-- EXCERPTED TEXT --
>>
This is the simplified version of the program:
library(DBI)
library(RSQLite)
library(data.table)
driver = dbDriver("SQLite")
con = dbConnect(driver, dbname = "C:/Database/DB.db")
DB <- data.table(dbGetQuery(con, "SELECT * from Table1"))
dbSendQuery(con, "DROP TABLE IF EXISTS Table2")
dbWriteTable(con, "Table2", DB)
dbDisconnect(con)
dbUnloadDriver(driver)
Im using R version 2.15.2, package version are:
data.table_1.8.6 RSQLite_0.11.2 DBI_0.2-5
I have tried on multiple systems and on different Windows versions and in all cases it takes an incredible amount of time to write this table into the sqlite database. When looking at the file size of the sqlite database it writes at about 50KB per minute.
My question is does anybody know what causes this slow write speed?
Tim had the answer but I can't flag it as such because it is in the comments.
As in:
ideas to avoid hitting memory limit when using dbWriteTable to save an R data table inside a SQLite database
I wrote the data to the database in chunks
chunks <- 100
starts.stops <- floor( seq( 1 , nrow( DB ) , length.out = chunks ) )
system.time({
for ( i in 2:( length( starts.stops ) ) ){
if ( i == 2 ){
rows.to.add <- ( starts.stops[ i - 1 ] ):( starts.stops[ i ] )
} else {
rows.to.add <- ( starts.stops[ i - 1 ] + 1 ):( starts.stops[ i ] )
}
dbWriteTable( con , 'Table2' , DB[ rows.to.add , ] , append = TRUE )
}
})
It takes:
user system elapsed
4.49 9.90 214.26
time to finish writing the data to the database. Apparantly I was hitting the memory limit without knowing it.
Use a single transaction (commit) for all the records. Add a
dbSendQuery(con, "BEGIN")
before the insert and a
dbSendQuery(con, "END")
to complete. Much faster.
<<
-- THE PROBLEM --
List each distinct function name beginning with "db" that appears in the SQLite write-speed thread, counting repeated names only once. The items that come next have no connection to the SQLite write-speed thread.

(Entries from a pointing dataset)
>>
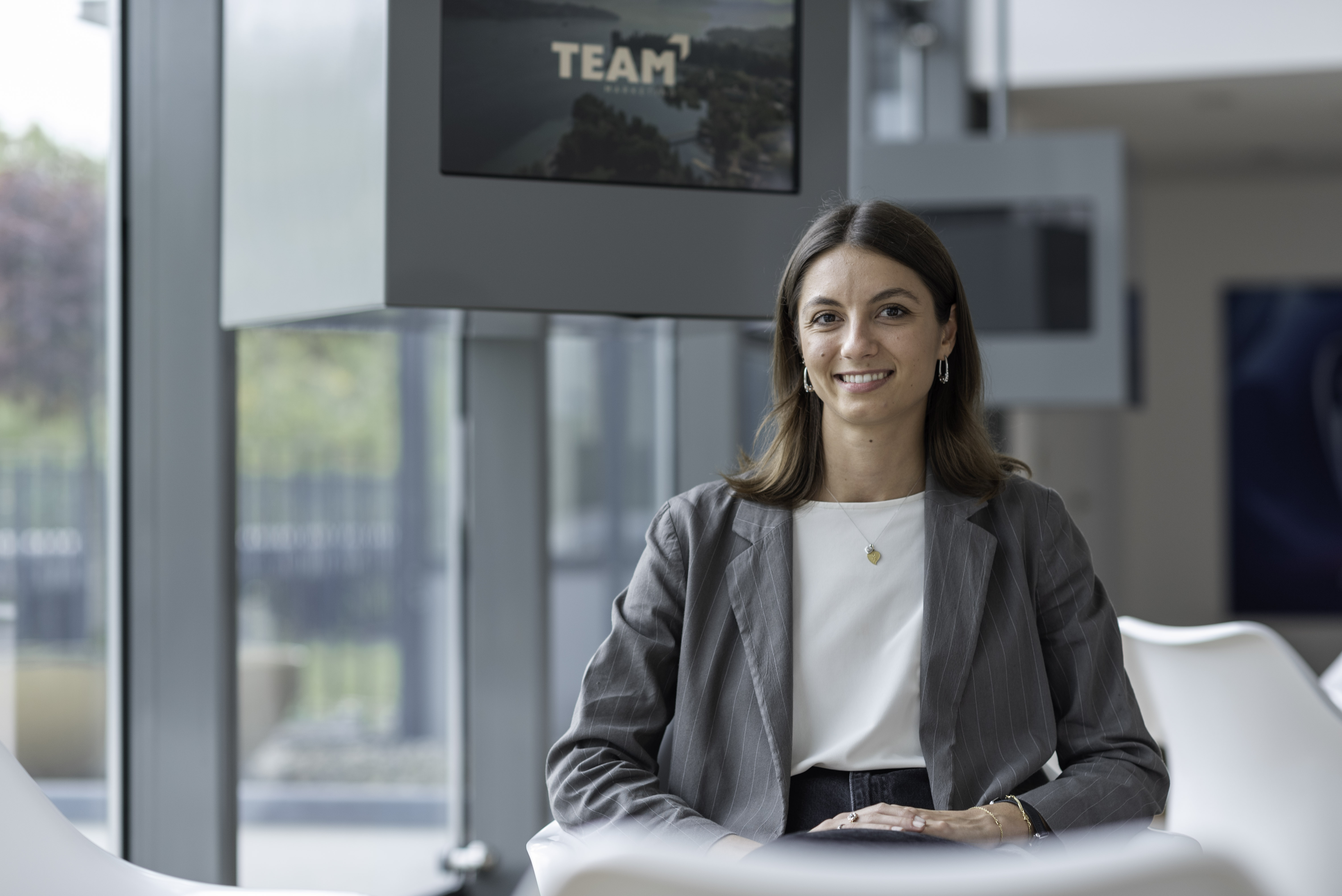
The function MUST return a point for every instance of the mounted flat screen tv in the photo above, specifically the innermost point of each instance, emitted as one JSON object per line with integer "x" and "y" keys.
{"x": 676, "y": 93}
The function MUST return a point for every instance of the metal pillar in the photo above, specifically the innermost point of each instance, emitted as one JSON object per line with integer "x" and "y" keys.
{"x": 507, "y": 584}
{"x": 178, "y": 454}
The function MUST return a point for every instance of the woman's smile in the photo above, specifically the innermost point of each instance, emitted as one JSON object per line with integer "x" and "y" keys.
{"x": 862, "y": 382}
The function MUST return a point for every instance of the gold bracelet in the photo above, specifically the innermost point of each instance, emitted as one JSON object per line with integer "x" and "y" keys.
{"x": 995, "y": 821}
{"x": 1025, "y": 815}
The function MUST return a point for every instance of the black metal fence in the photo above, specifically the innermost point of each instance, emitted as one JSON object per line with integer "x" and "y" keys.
<<
-- COMPLETE OUTPUT --
dbDriver, dbConnect, dbGetQuery, dbSendQuery, dbWriteTable, dbDisconnect, dbUnloadDriver